** Begin **

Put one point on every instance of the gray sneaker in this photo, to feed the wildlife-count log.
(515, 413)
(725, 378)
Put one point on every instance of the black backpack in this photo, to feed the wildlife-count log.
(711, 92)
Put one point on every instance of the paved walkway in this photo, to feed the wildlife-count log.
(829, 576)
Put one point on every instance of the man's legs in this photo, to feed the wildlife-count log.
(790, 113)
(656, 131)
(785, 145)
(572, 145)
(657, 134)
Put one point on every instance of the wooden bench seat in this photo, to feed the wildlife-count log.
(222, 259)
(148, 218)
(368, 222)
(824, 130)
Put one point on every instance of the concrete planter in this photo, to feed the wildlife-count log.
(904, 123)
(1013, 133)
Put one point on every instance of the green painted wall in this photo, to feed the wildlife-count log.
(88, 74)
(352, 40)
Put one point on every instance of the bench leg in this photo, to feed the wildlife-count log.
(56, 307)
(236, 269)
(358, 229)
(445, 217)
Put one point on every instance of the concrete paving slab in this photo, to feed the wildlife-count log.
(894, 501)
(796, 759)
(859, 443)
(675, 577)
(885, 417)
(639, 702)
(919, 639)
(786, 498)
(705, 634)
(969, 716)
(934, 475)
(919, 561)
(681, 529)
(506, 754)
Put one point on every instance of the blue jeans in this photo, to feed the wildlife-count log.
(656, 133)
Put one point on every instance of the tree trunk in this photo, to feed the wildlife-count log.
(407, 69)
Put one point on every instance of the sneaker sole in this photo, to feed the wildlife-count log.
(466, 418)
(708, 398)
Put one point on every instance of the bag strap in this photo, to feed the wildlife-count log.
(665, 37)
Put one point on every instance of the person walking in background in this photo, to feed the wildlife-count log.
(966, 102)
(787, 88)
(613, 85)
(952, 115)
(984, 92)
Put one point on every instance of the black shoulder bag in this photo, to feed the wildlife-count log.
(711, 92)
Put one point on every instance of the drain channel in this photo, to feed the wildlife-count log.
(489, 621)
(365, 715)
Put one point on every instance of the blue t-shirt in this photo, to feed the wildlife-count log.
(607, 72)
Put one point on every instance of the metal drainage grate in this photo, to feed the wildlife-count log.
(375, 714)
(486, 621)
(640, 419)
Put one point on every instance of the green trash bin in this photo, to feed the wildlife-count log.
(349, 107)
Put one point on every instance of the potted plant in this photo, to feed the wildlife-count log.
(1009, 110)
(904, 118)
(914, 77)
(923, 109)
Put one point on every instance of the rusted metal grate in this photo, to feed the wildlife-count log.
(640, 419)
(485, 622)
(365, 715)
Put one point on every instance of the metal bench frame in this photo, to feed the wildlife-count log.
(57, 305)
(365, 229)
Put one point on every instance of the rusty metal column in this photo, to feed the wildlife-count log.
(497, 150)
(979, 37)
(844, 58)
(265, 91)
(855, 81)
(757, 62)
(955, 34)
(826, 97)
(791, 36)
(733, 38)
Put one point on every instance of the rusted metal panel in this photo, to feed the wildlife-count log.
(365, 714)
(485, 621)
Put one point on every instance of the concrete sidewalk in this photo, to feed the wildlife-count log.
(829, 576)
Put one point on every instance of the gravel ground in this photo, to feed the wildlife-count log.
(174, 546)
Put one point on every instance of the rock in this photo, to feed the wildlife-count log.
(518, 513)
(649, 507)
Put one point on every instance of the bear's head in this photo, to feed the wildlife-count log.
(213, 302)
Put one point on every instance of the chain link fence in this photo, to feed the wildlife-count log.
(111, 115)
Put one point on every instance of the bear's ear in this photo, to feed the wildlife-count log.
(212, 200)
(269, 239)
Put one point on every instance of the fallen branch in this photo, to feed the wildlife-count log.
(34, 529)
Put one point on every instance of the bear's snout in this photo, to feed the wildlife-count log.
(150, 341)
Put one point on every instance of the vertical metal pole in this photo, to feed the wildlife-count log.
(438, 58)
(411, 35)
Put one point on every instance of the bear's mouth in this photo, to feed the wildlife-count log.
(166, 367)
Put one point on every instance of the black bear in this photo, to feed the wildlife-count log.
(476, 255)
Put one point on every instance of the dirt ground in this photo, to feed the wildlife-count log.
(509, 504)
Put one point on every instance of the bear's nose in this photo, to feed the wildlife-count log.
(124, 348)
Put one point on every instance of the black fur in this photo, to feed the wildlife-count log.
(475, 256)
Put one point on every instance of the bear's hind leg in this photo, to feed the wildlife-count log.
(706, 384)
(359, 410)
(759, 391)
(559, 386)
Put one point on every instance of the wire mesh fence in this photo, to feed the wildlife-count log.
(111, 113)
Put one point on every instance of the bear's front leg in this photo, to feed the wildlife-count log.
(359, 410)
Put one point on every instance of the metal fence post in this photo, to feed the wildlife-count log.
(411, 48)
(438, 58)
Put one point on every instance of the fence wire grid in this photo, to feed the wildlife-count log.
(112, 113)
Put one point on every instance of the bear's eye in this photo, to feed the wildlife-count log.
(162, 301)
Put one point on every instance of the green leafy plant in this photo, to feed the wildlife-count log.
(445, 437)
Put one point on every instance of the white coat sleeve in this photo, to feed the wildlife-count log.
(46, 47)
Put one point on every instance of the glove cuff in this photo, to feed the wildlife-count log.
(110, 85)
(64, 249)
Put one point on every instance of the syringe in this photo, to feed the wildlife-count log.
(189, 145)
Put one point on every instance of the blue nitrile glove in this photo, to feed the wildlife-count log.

** End **

> _TASK BRIEF_
Exactly as shown, repeat every record.

> _RESULT_
Put one point on every instance of the gray sneaker in this photo, to feed the wildlife-count log.
(515, 413)
(725, 378)
Put one point on every instance of the black backpack in this photo, to feed the wildlife-count log.
(711, 92)
Put one point on every instance of the paved walkway in this photo, to feed the wildlife-count log.
(829, 576)
Put one point on every instance of the man's legs in this photo, to feed the wildlife-count log.
(790, 113)
(656, 131)
(785, 145)
(572, 145)
(657, 134)
Put one point on every instance of the wooden bench seat in this photo, to feed the wildlife-count log.
(222, 259)
(148, 218)
(368, 222)
(824, 130)
Put one point on every instance of the concrete planter in this photo, to feed the wildlife-count log.
(904, 123)
(1013, 133)
Put one point on every instance of the green painted wall in this photo, to feed the wildlife-count log.
(88, 74)
(352, 40)
Put one point on every instance of the bench leg in this photo, to feed the wildlife-count log.
(56, 307)
(236, 269)
(358, 229)
(445, 217)
Put one point on every instance of the concrete paving slab in this photo, to feed the wildlife-count log.
(894, 501)
(796, 759)
(859, 443)
(675, 577)
(885, 417)
(639, 702)
(919, 639)
(786, 498)
(705, 634)
(969, 716)
(934, 475)
(919, 561)
(681, 529)
(506, 754)
Put one point on every instance of the blue jeans in this photo, to feed the wildlife-count log.
(656, 133)
Put one point on every instance of the tree trunk in this photo, to feed the wildlife-count log.
(407, 69)
Put one point on every instance of the sneaker sole in this photo, to feed the wildlife-count log.
(466, 418)
(708, 398)
Put one point on every instance of the bag strap in this photo, to feed the wildlife-count log.
(665, 37)
Put one point on every instance of the person walking in background in this photo, to feed the wildlife-count log.
(966, 102)
(787, 88)
(613, 85)
(952, 115)
(984, 92)
Put one point on every instance of the black shoulder bag in this photo, to feed the wildlife-count log.
(711, 92)
Put one point on every instance of the drain channel in this photo, to feed the wildlife-count log.
(489, 621)
(365, 715)
Put one point on every instance of the blue t-shirt in this photo, to feed the wildlife-count log.
(607, 72)
Put one point on every instance of the metal drainage grate in this photo, to feed the wildlife-count log.
(375, 714)
(486, 621)
(640, 419)
Put one point on every instance of the green trash bin in this photo, to feed the wildlife-count log.
(349, 107)
Put one point on every instance of the potted plant in this photo, to feed the wildlife-count log.
(1009, 110)
(904, 118)
(914, 77)
(923, 109)
Put one point on every instance of the rusted metal grate in this photo, to feed the wildlife-count log.
(640, 419)
(485, 622)
(365, 715)
Put one point on every instance of the metal bench frame in this photo, to feed the wildlife-count log.
(57, 305)
(365, 229)
Put one point on every instance of the rusty metal column in this photo, to feed the wildlife-count log.
(497, 150)
(979, 37)
(844, 58)
(265, 91)
(855, 81)
(757, 62)
(955, 34)
(826, 97)
(791, 36)
(733, 38)
Put one point on every instance of the rusted metal panel in this photo, to feed the wildlife-count log.
(365, 714)
(485, 621)
Put one point on every instance of the concrete sidewalk in this photo, to feed the wildlife-count log.
(829, 576)
Put one point on every instance of the gravel ground in this photo, to feed the wildlife-count log.
(174, 546)
Put one point on every instance of the rock in this photo, to feed the wildlife-count log.
(518, 513)
(649, 507)
Put one point on every instance of the bear's head in this photo, to feed the wildlife-count log.
(213, 302)
Put one point on every instance of the chain link fence in this photo, to feed the wildlife-count log.
(111, 115)
Put one point on every instance of the bear's ear in this photo, to feed the wildlife-count log.
(212, 200)
(269, 239)
Put one point on every instance of the fallen branch in this photo, to feed the wildlife-count log.
(34, 529)
Put one point on every instance of the bear's snout in this photo, to feed the wildlife-count log.
(150, 341)
Put one point on every instance of the vertical metal pole in this photo, to feed the wildlife-count log.
(438, 58)
(411, 35)
Put one point on every instance of the bear's mouth in this photo, to feed the wildlife-count log.
(166, 367)
Put one point on every instance of the black bear in this photo, to feed the wildlife-count log.
(476, 255)
Put one point on every instance of the dirt ground in this photo, to feed the wildlife-count log.
(509, 504)
Put one point on every instance of the bear's nose in this photo, to feed the wildlife-count log.
(124, 348)
Put one point on every instance of the black fur in this photo, to feed the wildlife-count log.
(475, 256)
Put one point on every instance of the bear's hind leg in this photo, to feed the wildlife-count log.
(706, 384)
(359, 410)
(759, 391)
(559, 386)
Put one point on every instance of the wire mesh fence in this photo, to feed the wildlife-count log.
(111, 113)
Put one point on every instance of the bear's front leg in this photo, to feed the wildlife-count log.
(359, 410)
Put one point on every instance of the metal fence post in this photo, to feed the wildlife-count log.
(411, 48)
(438, 58)
Put one point on every instance of the fence wire grid in this photo, to feed the wildlife-count log.
(112, 113)
Put one point on every instance of the bear's eye in this photo, to feed the wildlife-count log.
(162, 301)
Put one point on every instance of the green leafy plant in this photo, to feed the wildlife-count log.
(445, 437)
Put one point on every instance of the white coat sleeve in this photo, to feed the wildlife-count log.
(46, 47)
Put one point on every instance of the glove cuff in this photo, to feed the wildlife-count log.
(110, 85)
(64, 249)
Put one point on every instance of the syringe in this photo, to feed the wildlife-count log.
(189, 145)
Put one point on every instance of the blue nitrile glove in this photo, to feed the wildlife-count log.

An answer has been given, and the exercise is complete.